• _PASSAGE PROVIDED_:

══════════════════════════════

Publisher’s Errata
in
Lawrence Lahey, “The Christian-Jewish Dialogues through the Sixth Century (excluding Justin).” In volume one of Jewish Believers in Jesus: A History from Antiquity to the Present, edited by Oskar Skarsaune and Reidar Hvalvik. (Peabody, Massachusetts: Hendrickson Publishers, 2007), 581-639.
Hendrickson Publishers re-edited my essay and introduced many errors after I had approved a proof of my chapter. This situation was brought to the attention of the editor Oskar Skarsaune, who attempted to correct the essay back to my approved proofs. He informed me that he would send me a final proof to check, which he never did, and the essay went to the press with numerous errors and unapproved changes remaining from Hendrickson’s re-edit.
What follows below is the list of corrections and changes that were sent to the publisher and editor, after a final proof reached me as the book was being printed but not yet bound. I and the editor asked that what follows be included as an errata sheet, but were told by Hendrickson that it was not possible.
[* indicates a small error made by Lawrence Lahey. Everything else is due to the publisher or the editor.]
A downloadable, printable PDF version of the errata can be obtained by clicking here.
1. P. 582, top paragraph, line 2: “(2)tractates”
—add blank space after “(2)”
2. P.582, 2nd paragraph, line 3: “In this way they help to fill in”
—add: “probably” after “help”
3. P. 582, 2nd paragraph, line 4: “They assist in filling in”
—add: “probably” after “They”
Note: These last two (2. & 3.) are carefully considered opinions, and they cannot stand without the qualifications (which were present in the proofs I approved, and were removed without my approval).

══════════════════════════════

• _SUPPLIED DATA_:
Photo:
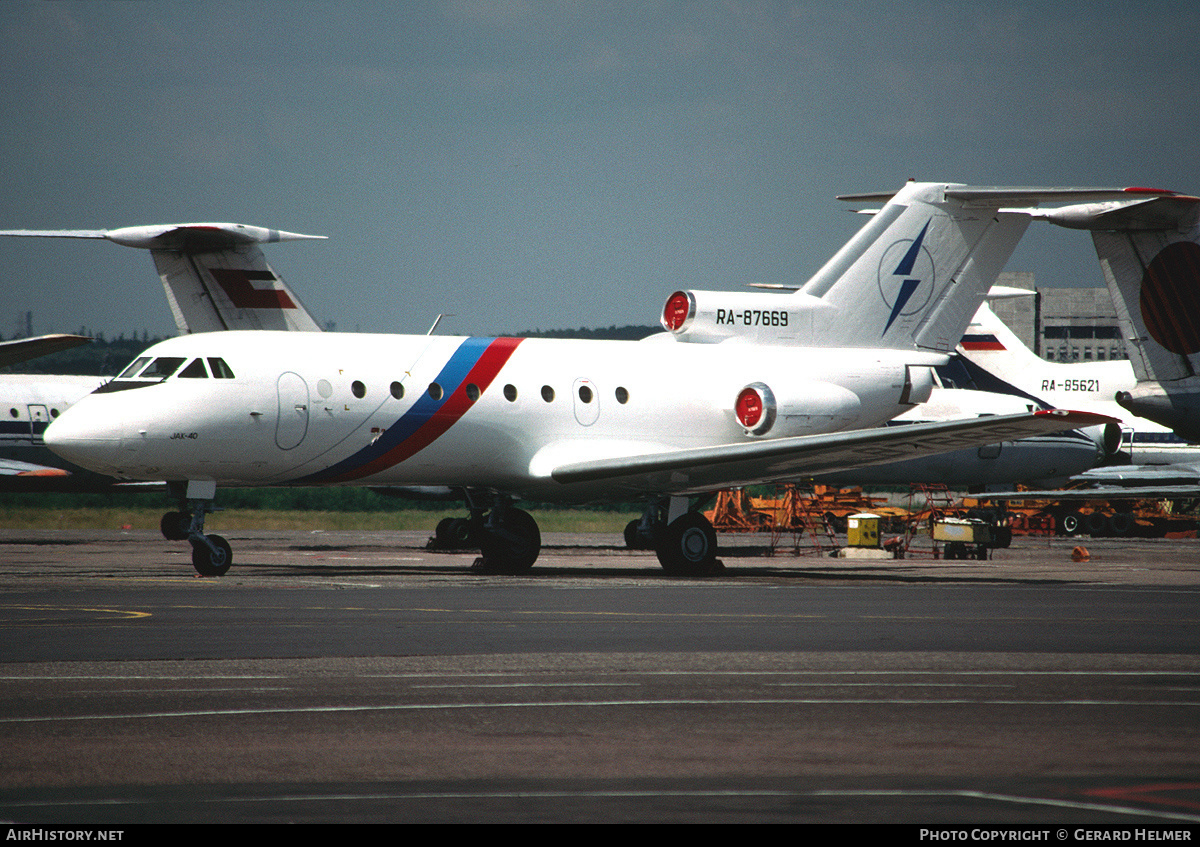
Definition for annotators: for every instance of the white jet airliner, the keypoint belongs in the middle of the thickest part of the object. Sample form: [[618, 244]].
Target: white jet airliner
[[743, 388], [215, 277], [1150, 254], [997, 361]]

══════════════════════════════

• _EXERCISE INSTRUCTIONS_: In the errata page, what does an asterisk indicate?

• _TASK RESPONSE_: A small error made by Lawrence Lahey.